* _Passage provided_
Kafka · review
Going into this as an attempted Nishioka completionist with mixed expectations, I got mixed results, but it's still solidly above average and one of the better adaptations I've seen of Franz Kafka's stories, especially in the anthology format. It uses the child-like, ornate, and geometrical art style the siblings have always been known for to great effect, but the nature of some of these stories is perhaps not as amenable to comic format as the artist would like, and sometimes I even feel that being beholden to render faithful adaptations of another's work is hampering much of the beauty that stems from their unique style.In the first place, the Nishioka siblings use a sparser amount of dialogue in most of their work, but they've taken the route here of using quite a few passages from Kafka, sometimes out of necessity, but certain segments, Metamorphosis in particular, are swimming in lengthy paragraphs. I felt like I was rereading the whole story, just with the idiosyncratic Nishioka art. Sometimes I feel the words or the art are at odds to a mild degree, and that the art may as well have metamorphized into a new story altogether, but, like the author, I've also never been too keen on this particular story, but I'll admit, the grotesque beauty of their art lends it a quality beyond my memories of the prose. Whereas some of these stories fall flat next to my memories, the corridors of the home are suffused with a gothic intensity that elevate it above all of the blah blah blah whining of the narrator.

* _Extracted material_

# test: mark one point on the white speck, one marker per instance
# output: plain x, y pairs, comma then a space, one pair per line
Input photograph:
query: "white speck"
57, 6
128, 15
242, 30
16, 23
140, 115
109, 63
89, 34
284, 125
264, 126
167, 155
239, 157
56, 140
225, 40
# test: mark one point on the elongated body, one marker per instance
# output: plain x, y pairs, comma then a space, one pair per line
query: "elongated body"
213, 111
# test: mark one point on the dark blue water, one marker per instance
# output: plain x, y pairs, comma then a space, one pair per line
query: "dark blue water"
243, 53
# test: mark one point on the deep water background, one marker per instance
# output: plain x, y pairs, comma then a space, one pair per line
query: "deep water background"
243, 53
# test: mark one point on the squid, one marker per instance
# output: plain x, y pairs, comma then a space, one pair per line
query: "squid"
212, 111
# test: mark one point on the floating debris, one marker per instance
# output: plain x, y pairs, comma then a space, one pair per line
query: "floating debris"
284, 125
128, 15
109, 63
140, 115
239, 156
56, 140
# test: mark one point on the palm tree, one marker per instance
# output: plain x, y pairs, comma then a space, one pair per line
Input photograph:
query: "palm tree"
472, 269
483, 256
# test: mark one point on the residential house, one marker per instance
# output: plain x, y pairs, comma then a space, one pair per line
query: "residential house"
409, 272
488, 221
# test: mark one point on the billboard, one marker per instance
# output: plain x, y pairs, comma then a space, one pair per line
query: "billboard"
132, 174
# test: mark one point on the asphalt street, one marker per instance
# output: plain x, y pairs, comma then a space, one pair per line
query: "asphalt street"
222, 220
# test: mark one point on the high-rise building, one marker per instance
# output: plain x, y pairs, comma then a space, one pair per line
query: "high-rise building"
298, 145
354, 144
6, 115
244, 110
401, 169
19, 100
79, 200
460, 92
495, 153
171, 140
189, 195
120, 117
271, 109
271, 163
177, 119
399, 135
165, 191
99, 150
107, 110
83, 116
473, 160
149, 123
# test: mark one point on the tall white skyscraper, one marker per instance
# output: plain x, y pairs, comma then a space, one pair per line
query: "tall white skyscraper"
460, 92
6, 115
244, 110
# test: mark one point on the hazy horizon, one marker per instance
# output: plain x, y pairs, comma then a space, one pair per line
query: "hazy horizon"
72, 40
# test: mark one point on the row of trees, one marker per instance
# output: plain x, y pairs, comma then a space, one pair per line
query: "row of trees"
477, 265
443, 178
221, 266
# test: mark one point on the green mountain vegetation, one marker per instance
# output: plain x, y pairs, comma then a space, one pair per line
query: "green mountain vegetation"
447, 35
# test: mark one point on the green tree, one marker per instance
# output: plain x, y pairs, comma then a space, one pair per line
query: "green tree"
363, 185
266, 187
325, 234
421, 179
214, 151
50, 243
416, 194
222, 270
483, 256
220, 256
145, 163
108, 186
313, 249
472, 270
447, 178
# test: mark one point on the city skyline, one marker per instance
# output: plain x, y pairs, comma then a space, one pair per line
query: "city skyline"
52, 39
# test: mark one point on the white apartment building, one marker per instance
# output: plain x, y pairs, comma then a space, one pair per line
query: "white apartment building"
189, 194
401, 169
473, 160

==

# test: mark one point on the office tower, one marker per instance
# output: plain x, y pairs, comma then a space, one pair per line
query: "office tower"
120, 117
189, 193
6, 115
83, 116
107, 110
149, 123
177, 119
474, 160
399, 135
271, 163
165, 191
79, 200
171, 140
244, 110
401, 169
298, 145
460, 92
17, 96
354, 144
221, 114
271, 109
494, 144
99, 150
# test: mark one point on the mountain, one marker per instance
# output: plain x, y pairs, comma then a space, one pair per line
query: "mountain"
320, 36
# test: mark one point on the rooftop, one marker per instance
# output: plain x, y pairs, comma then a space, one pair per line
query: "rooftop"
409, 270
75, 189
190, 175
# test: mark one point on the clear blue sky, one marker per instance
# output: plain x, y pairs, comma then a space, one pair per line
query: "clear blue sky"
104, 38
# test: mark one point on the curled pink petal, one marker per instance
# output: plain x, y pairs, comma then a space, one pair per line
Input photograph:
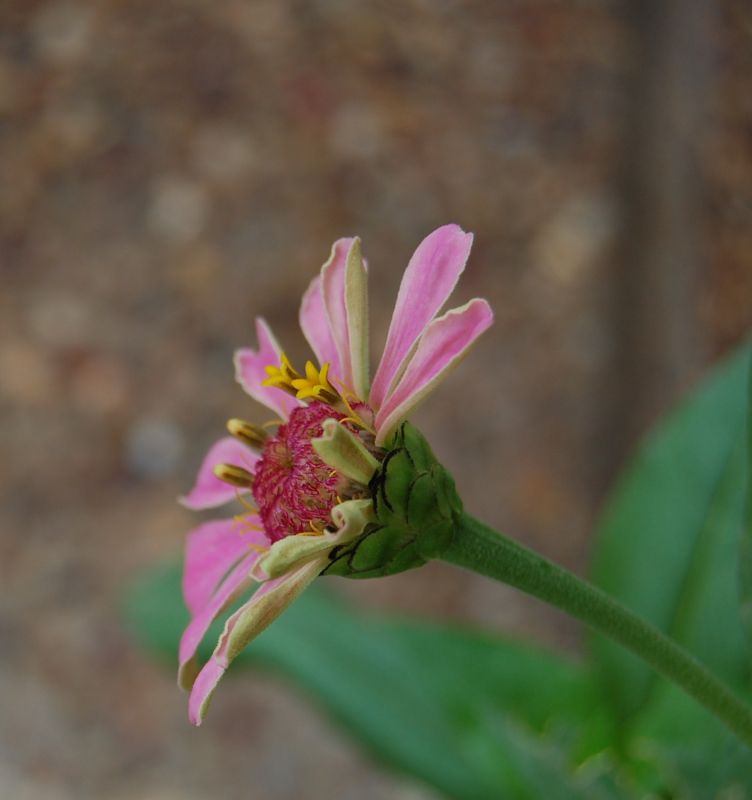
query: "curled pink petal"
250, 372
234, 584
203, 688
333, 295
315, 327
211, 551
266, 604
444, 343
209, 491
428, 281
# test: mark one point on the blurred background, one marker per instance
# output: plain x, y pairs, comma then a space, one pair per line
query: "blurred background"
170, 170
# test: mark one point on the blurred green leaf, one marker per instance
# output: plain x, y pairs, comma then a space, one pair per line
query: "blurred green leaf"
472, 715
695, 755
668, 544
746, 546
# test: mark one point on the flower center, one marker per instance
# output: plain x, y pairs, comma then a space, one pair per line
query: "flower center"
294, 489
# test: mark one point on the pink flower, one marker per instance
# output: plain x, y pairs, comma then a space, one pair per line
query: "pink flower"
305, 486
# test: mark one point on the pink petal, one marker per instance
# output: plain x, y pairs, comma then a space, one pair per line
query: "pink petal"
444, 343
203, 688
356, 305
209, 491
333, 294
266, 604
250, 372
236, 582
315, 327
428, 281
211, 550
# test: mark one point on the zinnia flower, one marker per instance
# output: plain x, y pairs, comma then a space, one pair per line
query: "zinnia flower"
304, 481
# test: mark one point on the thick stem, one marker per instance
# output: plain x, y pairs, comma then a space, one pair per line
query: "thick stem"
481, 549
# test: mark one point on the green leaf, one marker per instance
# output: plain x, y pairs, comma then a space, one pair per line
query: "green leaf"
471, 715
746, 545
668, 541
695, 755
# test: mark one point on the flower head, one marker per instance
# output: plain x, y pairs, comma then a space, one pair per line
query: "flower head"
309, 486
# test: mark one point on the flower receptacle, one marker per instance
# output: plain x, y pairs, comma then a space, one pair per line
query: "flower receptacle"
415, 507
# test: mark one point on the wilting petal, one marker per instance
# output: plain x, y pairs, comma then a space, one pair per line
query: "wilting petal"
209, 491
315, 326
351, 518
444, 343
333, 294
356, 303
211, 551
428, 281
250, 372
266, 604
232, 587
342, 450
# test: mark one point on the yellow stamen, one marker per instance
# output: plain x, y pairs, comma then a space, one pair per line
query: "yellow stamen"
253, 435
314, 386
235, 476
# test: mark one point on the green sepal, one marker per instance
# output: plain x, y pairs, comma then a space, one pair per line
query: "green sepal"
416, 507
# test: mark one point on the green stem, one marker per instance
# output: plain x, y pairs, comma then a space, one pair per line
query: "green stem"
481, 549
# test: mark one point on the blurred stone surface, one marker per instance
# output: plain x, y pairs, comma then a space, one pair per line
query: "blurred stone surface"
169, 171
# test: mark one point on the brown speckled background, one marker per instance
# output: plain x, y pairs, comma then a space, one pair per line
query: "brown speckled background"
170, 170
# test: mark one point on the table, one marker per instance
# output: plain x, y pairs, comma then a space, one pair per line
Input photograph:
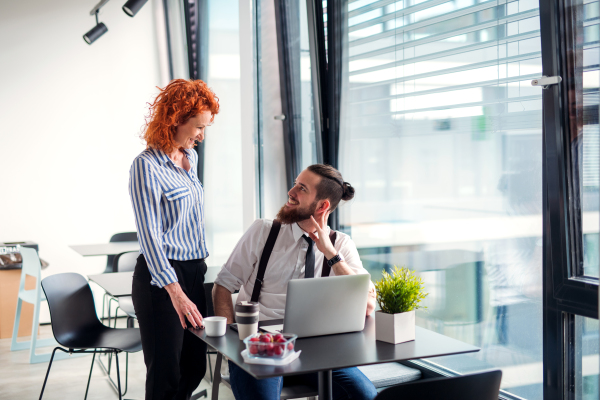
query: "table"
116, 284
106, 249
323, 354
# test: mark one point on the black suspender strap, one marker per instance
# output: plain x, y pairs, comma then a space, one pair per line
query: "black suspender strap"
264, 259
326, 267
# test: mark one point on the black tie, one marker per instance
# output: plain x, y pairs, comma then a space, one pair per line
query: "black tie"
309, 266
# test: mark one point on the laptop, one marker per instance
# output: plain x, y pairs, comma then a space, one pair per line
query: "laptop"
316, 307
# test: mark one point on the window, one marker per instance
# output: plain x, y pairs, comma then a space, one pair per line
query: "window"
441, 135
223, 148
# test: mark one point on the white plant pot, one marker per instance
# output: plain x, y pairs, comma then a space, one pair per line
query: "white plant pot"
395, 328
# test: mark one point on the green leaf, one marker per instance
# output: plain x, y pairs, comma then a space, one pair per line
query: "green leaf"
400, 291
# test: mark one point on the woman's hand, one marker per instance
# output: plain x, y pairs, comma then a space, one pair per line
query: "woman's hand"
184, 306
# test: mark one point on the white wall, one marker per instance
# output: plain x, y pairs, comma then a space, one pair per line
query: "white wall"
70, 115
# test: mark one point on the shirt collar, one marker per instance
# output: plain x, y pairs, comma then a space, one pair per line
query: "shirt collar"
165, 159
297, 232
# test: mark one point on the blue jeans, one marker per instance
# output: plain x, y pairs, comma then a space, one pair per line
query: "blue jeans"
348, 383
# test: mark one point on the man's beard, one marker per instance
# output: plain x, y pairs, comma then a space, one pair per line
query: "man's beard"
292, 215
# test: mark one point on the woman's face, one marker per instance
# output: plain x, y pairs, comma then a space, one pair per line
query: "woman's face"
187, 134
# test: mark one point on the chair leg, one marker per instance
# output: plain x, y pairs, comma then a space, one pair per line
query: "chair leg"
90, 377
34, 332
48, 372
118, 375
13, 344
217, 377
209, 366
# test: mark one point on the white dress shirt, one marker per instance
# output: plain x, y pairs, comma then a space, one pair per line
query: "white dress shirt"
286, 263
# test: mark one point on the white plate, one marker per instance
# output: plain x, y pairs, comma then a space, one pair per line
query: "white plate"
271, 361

--

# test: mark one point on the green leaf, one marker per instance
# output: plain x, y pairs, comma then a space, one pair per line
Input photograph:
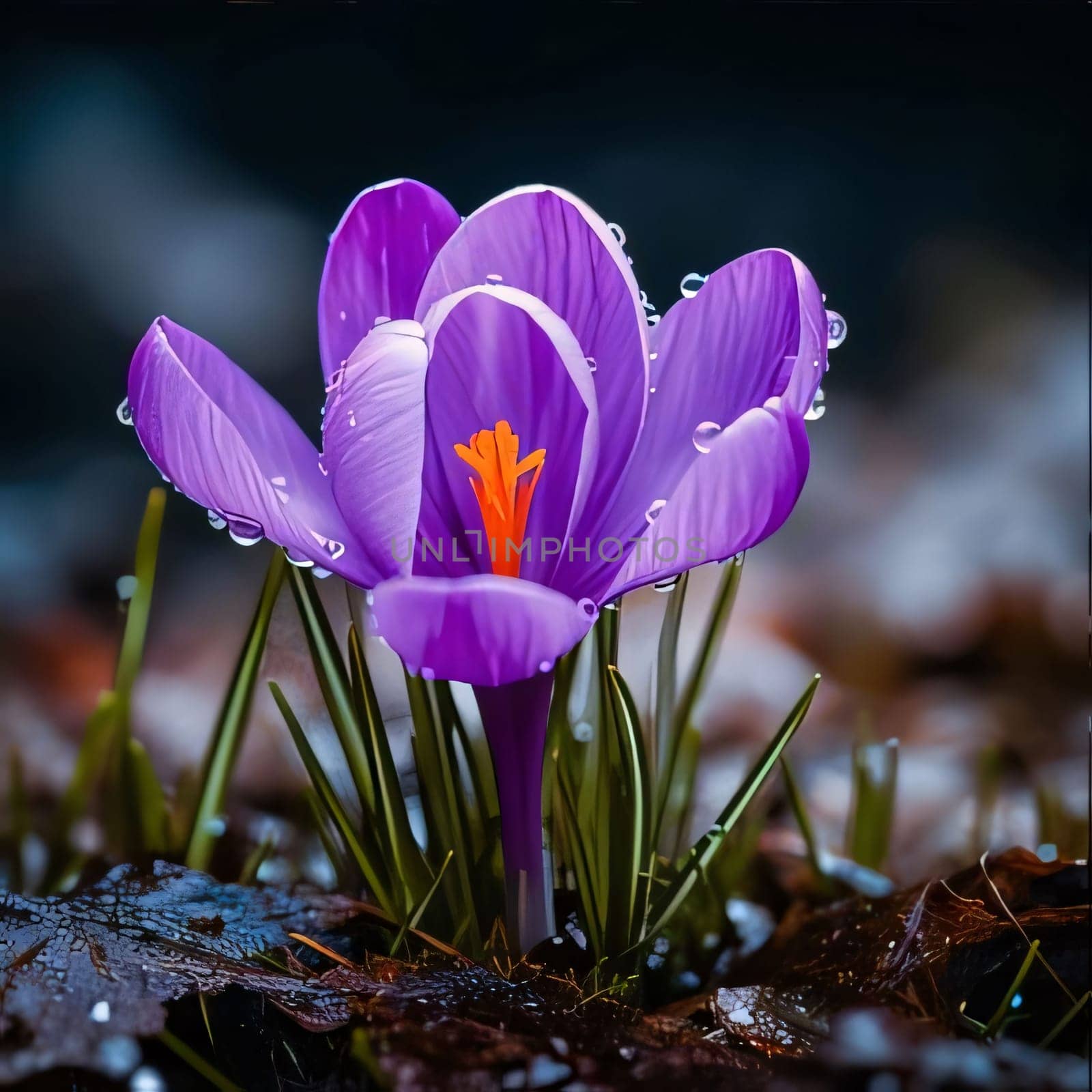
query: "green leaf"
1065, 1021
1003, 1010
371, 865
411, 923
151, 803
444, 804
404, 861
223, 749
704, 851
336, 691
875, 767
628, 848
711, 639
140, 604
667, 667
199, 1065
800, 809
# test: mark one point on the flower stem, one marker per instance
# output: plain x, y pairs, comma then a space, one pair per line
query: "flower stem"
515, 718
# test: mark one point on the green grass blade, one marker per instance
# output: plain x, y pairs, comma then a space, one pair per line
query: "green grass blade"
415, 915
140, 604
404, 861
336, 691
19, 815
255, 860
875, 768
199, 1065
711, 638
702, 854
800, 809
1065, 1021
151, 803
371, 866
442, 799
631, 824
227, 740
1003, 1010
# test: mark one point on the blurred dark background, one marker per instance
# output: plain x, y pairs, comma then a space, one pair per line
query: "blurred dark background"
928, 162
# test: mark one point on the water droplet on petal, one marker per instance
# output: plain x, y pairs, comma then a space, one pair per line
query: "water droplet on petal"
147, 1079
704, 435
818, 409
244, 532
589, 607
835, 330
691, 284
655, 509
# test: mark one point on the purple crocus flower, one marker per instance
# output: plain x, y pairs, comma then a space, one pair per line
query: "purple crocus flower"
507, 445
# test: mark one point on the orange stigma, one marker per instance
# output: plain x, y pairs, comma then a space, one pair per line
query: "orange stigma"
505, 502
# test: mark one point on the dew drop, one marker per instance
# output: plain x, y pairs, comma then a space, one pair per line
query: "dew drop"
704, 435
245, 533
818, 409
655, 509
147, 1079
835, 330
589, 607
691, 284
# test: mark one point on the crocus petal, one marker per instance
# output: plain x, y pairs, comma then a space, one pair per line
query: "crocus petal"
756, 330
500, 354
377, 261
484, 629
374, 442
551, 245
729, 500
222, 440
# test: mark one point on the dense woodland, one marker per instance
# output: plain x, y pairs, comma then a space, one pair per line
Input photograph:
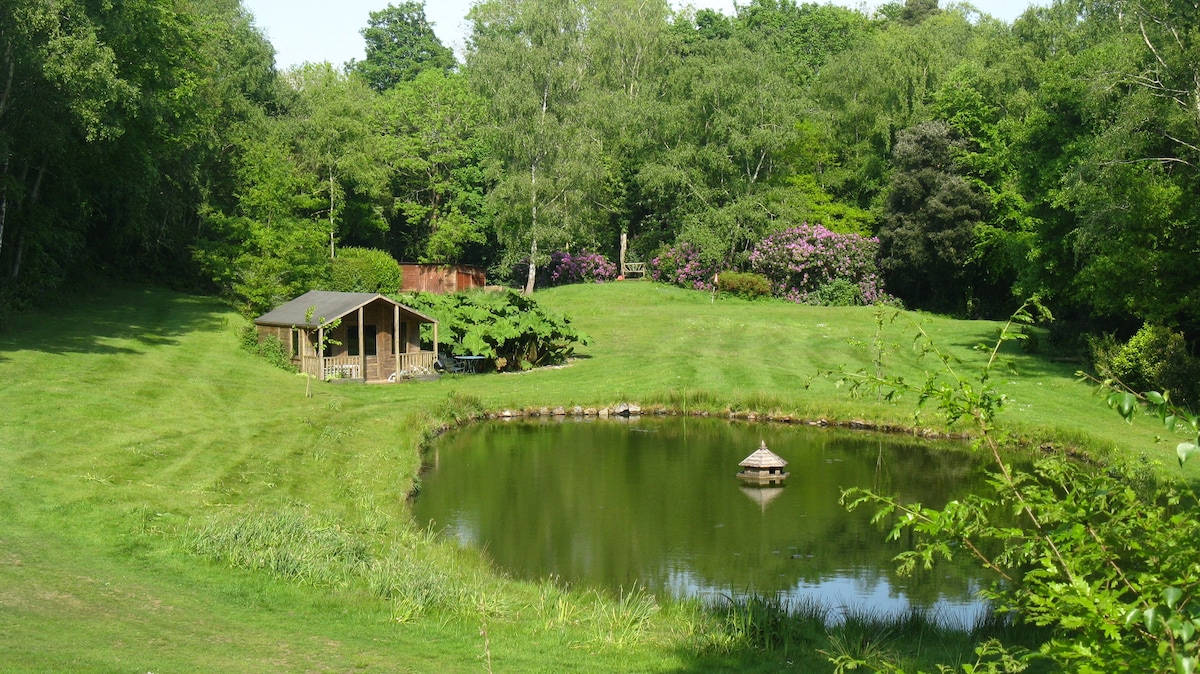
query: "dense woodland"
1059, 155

* _Aim of the exercise_
Continue the review of the Nishioka siblings' Kafka comic from where it stops.

* _Exercise answer_
Cares of a Family Man, the story with the strange creature Odradek was always one that left me with an odd feeling, and it was very interesting to see this one adapted, as I didn't always have the easiest time imagining it, and it seemed almost as if it were meant to exist beyond imagining—you could imagine it, but the imaginings would never be fixed. Plenty of prose exists in that fashion, where it's meant to get your imagination jogging, in fantastical or nightmarish ways. To fix the unusualness of these scenes in the Nishioka style, well, their interpretation of everything is interesting, but it adds to and takes away from the story. The layouts and sense of geometry in this one are great—especially the opening pages.
I can't remember the Bucket Rider very well from when I read all of these stories, but it's like a fairytale of childish tragic nonsense: "Please fill my bucket with coal, or I'll lose my bucket, and if I lose my bucket, I won't be able to get coal anymore, because the buckets at the store are too expensive. My bucket is going to fly away into outer space, so I have to sit on it, and, well, I guess I'll see you in hell, where it will be warm enough that I won't need your coal." Silliness married with a hint of the anxiety-based nightmare is what a lot of these stories thrived on. Other stories, like A Fratricide, are just as flat as I remember them being. Of course, as one serial killer seems to crawl around every Nishioka book, they were, I'm sure, eager to adapt this absurdity, which in some ways seems the most mundane of Kafka's works.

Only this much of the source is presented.